Reproduce the listing in full. Keep every character unchanged.

*** PROVIDED DATA ***

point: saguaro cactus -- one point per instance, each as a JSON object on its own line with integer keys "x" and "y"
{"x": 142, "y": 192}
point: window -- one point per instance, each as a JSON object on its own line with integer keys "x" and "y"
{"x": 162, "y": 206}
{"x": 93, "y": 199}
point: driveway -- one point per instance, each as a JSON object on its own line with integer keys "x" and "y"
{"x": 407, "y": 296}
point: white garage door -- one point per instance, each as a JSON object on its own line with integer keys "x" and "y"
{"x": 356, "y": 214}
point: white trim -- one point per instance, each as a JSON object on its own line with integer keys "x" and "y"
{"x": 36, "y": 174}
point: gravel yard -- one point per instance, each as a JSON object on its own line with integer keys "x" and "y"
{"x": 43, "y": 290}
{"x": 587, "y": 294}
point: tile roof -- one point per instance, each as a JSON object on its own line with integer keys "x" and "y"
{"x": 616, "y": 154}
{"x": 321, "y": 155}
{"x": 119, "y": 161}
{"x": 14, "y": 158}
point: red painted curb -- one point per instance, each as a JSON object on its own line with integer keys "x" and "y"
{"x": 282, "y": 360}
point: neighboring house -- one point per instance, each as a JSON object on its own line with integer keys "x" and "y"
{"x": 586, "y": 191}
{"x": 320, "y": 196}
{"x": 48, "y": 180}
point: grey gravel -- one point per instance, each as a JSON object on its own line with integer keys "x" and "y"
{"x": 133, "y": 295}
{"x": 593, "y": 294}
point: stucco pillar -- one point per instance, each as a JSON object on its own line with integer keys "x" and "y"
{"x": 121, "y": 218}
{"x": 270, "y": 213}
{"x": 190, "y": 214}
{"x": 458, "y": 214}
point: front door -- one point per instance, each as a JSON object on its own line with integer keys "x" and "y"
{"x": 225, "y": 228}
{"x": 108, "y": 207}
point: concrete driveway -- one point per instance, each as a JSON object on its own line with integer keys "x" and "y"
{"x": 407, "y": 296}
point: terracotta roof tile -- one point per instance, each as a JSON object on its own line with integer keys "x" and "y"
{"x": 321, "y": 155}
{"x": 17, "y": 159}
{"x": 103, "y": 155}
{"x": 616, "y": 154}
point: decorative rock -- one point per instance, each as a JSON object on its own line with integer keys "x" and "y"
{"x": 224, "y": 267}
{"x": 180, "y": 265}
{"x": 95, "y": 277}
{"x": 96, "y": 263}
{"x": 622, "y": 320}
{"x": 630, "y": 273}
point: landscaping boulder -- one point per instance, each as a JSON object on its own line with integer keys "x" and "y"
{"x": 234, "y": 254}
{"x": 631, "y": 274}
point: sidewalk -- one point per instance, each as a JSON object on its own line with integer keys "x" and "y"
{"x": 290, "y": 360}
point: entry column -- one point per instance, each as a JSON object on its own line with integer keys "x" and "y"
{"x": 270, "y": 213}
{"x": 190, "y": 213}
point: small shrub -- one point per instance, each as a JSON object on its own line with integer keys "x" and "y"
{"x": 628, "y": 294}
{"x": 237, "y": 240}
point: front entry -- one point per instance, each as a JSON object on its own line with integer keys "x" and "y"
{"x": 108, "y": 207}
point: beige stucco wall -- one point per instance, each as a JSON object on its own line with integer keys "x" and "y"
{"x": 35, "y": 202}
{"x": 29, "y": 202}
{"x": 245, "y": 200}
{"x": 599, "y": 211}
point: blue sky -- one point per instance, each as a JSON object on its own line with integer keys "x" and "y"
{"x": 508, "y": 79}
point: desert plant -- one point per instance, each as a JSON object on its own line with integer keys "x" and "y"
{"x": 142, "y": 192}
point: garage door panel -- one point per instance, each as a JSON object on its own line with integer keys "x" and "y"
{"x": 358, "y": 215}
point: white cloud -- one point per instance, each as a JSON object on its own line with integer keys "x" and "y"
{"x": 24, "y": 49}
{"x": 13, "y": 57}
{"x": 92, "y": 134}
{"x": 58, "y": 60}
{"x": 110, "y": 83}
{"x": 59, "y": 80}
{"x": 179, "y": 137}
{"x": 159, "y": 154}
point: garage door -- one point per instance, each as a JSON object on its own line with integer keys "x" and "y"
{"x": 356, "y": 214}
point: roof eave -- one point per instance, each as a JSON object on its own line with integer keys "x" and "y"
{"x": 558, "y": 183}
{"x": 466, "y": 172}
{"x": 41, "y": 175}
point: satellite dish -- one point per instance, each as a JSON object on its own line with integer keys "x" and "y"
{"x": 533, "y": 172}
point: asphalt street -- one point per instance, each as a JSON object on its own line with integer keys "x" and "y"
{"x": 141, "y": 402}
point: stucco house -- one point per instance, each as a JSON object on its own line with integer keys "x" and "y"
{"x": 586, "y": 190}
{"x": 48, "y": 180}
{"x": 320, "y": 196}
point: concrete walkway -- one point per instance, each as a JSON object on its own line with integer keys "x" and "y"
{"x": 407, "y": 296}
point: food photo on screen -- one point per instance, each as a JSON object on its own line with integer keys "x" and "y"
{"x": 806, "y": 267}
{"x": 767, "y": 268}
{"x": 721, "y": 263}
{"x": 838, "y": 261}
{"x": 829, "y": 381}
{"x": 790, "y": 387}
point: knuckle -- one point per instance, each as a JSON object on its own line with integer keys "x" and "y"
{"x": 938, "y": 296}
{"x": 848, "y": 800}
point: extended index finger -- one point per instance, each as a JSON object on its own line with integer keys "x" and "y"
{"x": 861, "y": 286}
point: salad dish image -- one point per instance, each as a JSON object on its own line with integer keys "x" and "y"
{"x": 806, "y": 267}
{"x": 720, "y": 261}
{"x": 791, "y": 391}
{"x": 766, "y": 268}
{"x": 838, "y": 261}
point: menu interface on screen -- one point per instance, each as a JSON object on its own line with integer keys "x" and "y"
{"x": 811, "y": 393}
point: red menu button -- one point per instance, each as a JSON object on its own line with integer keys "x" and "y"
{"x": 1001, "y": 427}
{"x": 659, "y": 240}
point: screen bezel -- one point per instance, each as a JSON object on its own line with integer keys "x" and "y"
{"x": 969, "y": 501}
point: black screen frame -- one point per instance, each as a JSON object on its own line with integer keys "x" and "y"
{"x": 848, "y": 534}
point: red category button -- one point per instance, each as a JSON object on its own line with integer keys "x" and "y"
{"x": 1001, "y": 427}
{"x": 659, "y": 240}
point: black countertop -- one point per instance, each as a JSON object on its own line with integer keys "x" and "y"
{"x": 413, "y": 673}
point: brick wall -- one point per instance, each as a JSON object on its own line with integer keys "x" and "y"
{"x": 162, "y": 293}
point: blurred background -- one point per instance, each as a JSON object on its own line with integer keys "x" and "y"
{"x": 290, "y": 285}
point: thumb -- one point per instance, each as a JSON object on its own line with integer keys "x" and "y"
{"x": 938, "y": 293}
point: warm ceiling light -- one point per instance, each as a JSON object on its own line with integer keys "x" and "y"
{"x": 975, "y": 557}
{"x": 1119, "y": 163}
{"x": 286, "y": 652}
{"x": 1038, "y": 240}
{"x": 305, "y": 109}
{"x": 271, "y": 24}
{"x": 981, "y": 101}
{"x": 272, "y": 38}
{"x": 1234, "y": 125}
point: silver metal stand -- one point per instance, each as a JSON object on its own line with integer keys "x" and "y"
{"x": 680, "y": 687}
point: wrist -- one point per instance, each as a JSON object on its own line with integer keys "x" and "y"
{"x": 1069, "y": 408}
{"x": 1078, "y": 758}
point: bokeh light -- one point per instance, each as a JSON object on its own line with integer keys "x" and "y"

*** End of PROVIDED DATA ***

## RESPONSE BOX
point: saguaro cactus -- one point per instance, each as a JSON object on its own line with integer keys "x" and "y"
{"x": 142, "y": 192}
point: window -- one point per instance, each as a JSON object on its own line with integer keys "x" and "y"
{"x": 162, "y": 206}
{"x": 93, "y": 199}
point: driveway -- one point per instance, each as a JSON object on its own line with integer keys "x" and "y"
{"x": 407, "y": 296}
point: white garage door -- one point per instance, each as a JSON object on its own line with integer keys "x" and "y"
{"x": 356, "y": 214}
point: white trim -- one point per instance, each as a JSON object on its own line with integer keys "x" and "y"
{"x": 36, "y": 174}
point: gravel yard -- one point per instance, each as a JSON object on its own line with integer keys "x" and "y"
{"x": 43, "y": 290}
{"x": 587, "y": 294}
point: tile roof -- one point per instance, each as a JSON object on its own line with integer keys "x" and "y"
{"x": 616, "y": 154}
{"x": 321, "y": 155}
{"x": 119, "y": 161}
{"x": 14, "y": 158}
point: red painted curb -- one point per instance, each as a JSON object on its own line with integer keys "x" and "y"
{"x": 282, "y": 360}
point: neighboring house -- one point per instance, each as a JSON object on its own line with integer keys "x" and "y"
{"x": 586, "y": 191}
{"x": 320, "y": 196}
{"x": 48, "y": 180}
point: grey gravel -- one point per instance, each as a JSON object on its own line with integer keys "x" and "y"
{"x": 133, "y": 295}
{"x": 593, "y": 294}
point: stucco pillar -- one point per instance, each as a JSON object on its own line with integer keys "x" and "y"
{"x": 121, "y": 218}
{"x": 270, "y": 213}
{"x": 190, "y": 214}
{"x": 458, "y": 214}
point: front door -- one point per instance, each as a JSON object on its own line with integer keys "x" and "y"
{"x": 225, "y": 228}
{"x": 108, "y": 207}
point: concrete driveway -- one point per instance, each as a JSON object on its own line with integer keys "x" and "y"
{"x": 407, "y": 296}
point: terracotta roof tile -- one point per instance, each as a JSON object on its own line with integer keys "x" and "y"
{"x": 321, "y": 155}
{"x": 17, "y": 159}
{"x": 103, "y": 155}
{"x": 616, "y": 154}
point: decorative rock -- one point per instance, each as a JSON object on its own line with integer keys "x" and "y"
{"x": 224, "y": 267}
{"x": 180, "y": 265}
{"x": 95, "y": 277}
{"x": 96, "y": 263}
{"x": 622, "y": 320}
{"x": 630, "y": 273}
point: landscaping boulder -- one point per instance, each as a JSON object on its own line with integer keys "x" and "y"
{"x": 234, "y": 254}
{"x": 631, "y": 274}
point: sidewalk -- one point per instance, each as a JSON object on its own line with integer keys "x" and "y"
{"x": 290, "y": 360}
point: entry column -- one point per instance, each as a JSON object on its own line with integer keys "x" and "y"
{"x": 270, "y": 213}
{"x": 190, "y": 213}
point: small shrub -- one point per instance, each as a JSON object on its own line with integer keys "x" and "y"
{"x": 628, "y": 294}
{"x": 237, "y": 240}
point: front entry -- one point per instance, each as a JSON object on its own line with integer keys "x" and "y"
{"x": 108, "y": 207}
point: beige stucco wall -- one point per instance, each as a JSON object on its own line with integer keys "x" and "y"
{"x": 35, "y": 202}
{"x": 29, "y": 202}
{"x": 245, "y": 200}
{"x": 599, "y": 211}
point: blue sky -- one point per instance, each as a JSON object on its own line with integer keys "x" and "y"
{"x": 508, "y": 79}
point: desert plant -- one point per instance, each as a JSON object on its own line with integer keys "x" and "y"
{"x": 142, "y": 192}
point: garage door panel -- one point per instance, each as a JSON object on its own line with integer keys "x" and "y"
{"x": 358, "y": 215}
point: white cloud -- one point per instance, each as a JSON object on its own line with integer keys "x" and "y"
{"x": 24, "y": 49}
{"x": 13, "y": 57}
{"x": 92, "y": 134}
{"x": 58, "y": 60}
{"x": 110, "y": 83}
{"x": 59, "y": 80}
{"x": 179, "y": 137}
{"x": 159, "y": 154}
point: garage door -- one point per instance, each as a JSON object on its own line with integer keys "x" and "y"
{"x": 356, "y": 214}
point: roof eave -- one point per instance, each as a JSON object on its own line with integer keys "x" and "y"
{"x": 558, "y": 183}
{"x": 466, "y": 172}
{"x": 41, "y": 175}
point: satellite dish -- one point per instance, each as a JSON object on its own line with integer keys "x" and "y"
{"x": 533, "y": 172}
point: asphalt street -- one point per instance, each as a JSON object on its own line with integer keys "x" and "y"
{"x": 141, "y": 402}
point: stucco house -- one point per instance, each as a JSON object on its own line with integer keys "x" and "y"
{"x": 586, "y": 190}
{"x": 48, "y": 180}
{"x": 320, "y": 196}
point: concrete walkway -- one point per instance, each as a JSON object on its own line with integer keys "x" and "y"
{"x": 407, "y": 296}
point: food photo on screen -- one point per instance, each as a JSON object on its own line with integer keys "x" and "y"
{"x": 806, "y": 267}
{"x": 767, "y": 268}
{"x": 721, "y": 263}
{"x": 838, "y": 261}
{"x": 829, "y": 381}
{"x": 790, "y": 387}
point: knuckle -- one point per instance, each as a JSON object on its own line with integer keys "x" and "y"
{"x": 938, "y": 296}
{"x": 848, "y": 800}
point: extended index finger -- one point per instance, each as a JSON object on its own line with integer keys "x" and "y"
{"x": 861, "y": 286}
point: salad dish image -- one point per instance, each as a JSON object on its own line with integer keys "x" and "y"
{"x": 806, "y": 267}
{"x": 720, "y": 261}
{"x": 791, "y": 391}
{"x": 766, "y": 268}
{"x": 838, "y": 261}
point: menu interface on screen -- one point per instance, each as a JSON object on its own line with integer keys "x" and "y"
{"x": 811, "y": 393}
point: red menu button -- one point per instance, each as a JSON object on its own line with integer keys "x" and "y"
{"x": 1001, "y": 427}
{"x": 659, "y": 240}
point: screen bezel -- one point per instance, each as a JSON object on its own line with integer keys "x" and "y"
{"x": 969, "y": 501}
point: black screen frame -- one point per instance, each as a JSON object on its own line with integer keys "x" and "y"
{"x": 848, "y": 534}
point: red category button -- one point per instance, each as a JSON object on its own line with integer keys "x" and "y"
{"x": 1001, "y": 427}
{"x": 659, "y": 240}
point: black countertop -- one point per instance, each as a JSON object on its own line with integer keys "x" and "y"
{"x": 413, "y": 673}
point: brick wall -- one point per instance, each as a JSON object on its own line with integer keys "x" and "y"
{"x": 162, "y": 293}
point: blurred background -- one point per instance, each as a JSON object on its own line with integer keys "x" and "y"
{"x": 290, "y": 285}
point: thumb -- one point per instance, each as a JSON object on its own line with integer keys "x" and "y"
{"x": 938, "y": 293}
point: warm ceiling light -- one point per instance, each as a JSON object on its own line with integer keys "x" and "y"
{"x": 975, "y": 557}
{"x": 1119, "y": 163}
{"x": 286, "y": 652}
{"x": 1038, "y": 240}
{"x": 305, "y": 109}
{"x": 271, "y": 24}
{"x": 981, "y": 101}
{"x": 272, "y": 38}
{"x": 1234, "y": 125}
point: silver metal stand -- one point per instance, each as a JSON object on its own line with integer keys "x" and "y"
{"x": 680, "y": 687}
point: wrist -- one point per instance, each as a JSON object on its own line with integer keys "x" and "y"
{"x": 1069, "y": 408}
{"x": 1078, "y": 758}
point: bokeh light -- one point per instance, each as a JSON object on its own line with integer keys "x" and "y"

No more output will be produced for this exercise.